## Page extract
+ + + +

There was either something else going on, or you were imagining things. Tread patterns on narrow road tires is too shallow to have any significant affect, let alone have some kind of directional affect.

Tread patterns are put on bicycle tires for cosmetic and marketing reasons, not performance reasons. Many consumers see that automobile tires have tread, and therefore make the assumption that bicycle tires should too. These consumers then shy away from smooth treaded road tires, assuming that these "bald" tires have poor traction, and instead want to buy tires with a tread pattern. Thus, in order to stay in business, tire manucturers make what the consumers want - regardless of whether it really is a better product.

Motorized racers have long figured out that on dry pavement, smooth treaded tires always have better traction and lower rolling resistance. That is why all dry road racing tires (stock cars, sports cars, formula 1, Indy cars, dragsters, etc.) use smooth tires. Similarly, bicycles also perform best on smooth treaded tires. 

On wet roads, the wide, low pressure tires used on motor vehicles tend to hydroplane, so grooves and sipes are added to prevent hydroplaning. But because bicycle tires are much narrower and under higher pressure, the speeds at which they can hydroplane are much higher than for motor vehicles. Even for wet roads, smooth treaded bicycle tires perform better. (Also notice that the contact patch of a bicycle tire is smaller than a single tread block of a grooved and siped motor vehicle tire).

Because tread pattern on a bicycle tire is non-functional, they are inherently non-directional.


----------



## acid_rider (Nov 23, 2004)

*Gp4000*

my GP4000 tyres have arrows on sidewalls indicating they are directional even though they practically have no tread. 

I send e-mail to Conti with a question and (surprise) heard nothing back from them.

There must be a reason for those arrows, beyond pure marketing. 

I *think* the internal fibres/threads/etc are laid out internally in certain way/direction as to influence tyre handling/cornering/wet-road behaviour. I dont this rollling on a straight and dry road you will notice any difference if they are mounted "incorrectly" wrt directional arrows.


----------



## Mark McM (Jun 18, 2005)

*Why should a slick tire be directional?*



acid_rider said:


> my GP4000 tyres have arrows on sidewalls indicating they are directional even though they practically have no tread.
> 
> I send e-mail to Conti with a question and (surprise) heard nothing back from them.
> 
> ...


Are you just speculating about the casing threads making the casing directional? Why should bicycle tires be directional, when no other slick tires (automobile, motorcycle, airplane etc.) are directional? It is even questionable about whether some tires with deeply patterned treads are at all directional. Motocross tires used to be made with assymmetrical (directional treads), but they are no longer made this way, primarily because they figured out it served no function. And if deeply knobbed tires made for very soft conditions aren't directional, why should slick treads made for hard surfaces be directional.

Directional arrows are placed on road bike tires for the same reason that patterned treads are - to enhance their perceived value (but not their actual performance).


----------



## acid_rider (Nov 23, 2004)

*yes*



Mark McM said:


> Are you just speculating about the casing threads making the casing directional?
> Directional arrows are placed on road bike tires for the same reason that patterned treads are - to enhance their perceived value (but not their actual performance).


I agree, yes, we are *both* speculating here. I have yet to hear anything official from Continental, after 1 week since my question was e-mailed to them. They clearly do care about their customer questions! NOT!

+ + + +

## Task description
In the forum thread on bicycle tire tread, what does acid_rider say the GP4000 tires have on their sidewalls?

## Provided data
+ + + +

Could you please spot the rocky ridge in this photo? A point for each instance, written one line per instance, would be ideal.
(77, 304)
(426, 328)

+ + + +

## Solved problem
Arrows indicating that the tires are directional.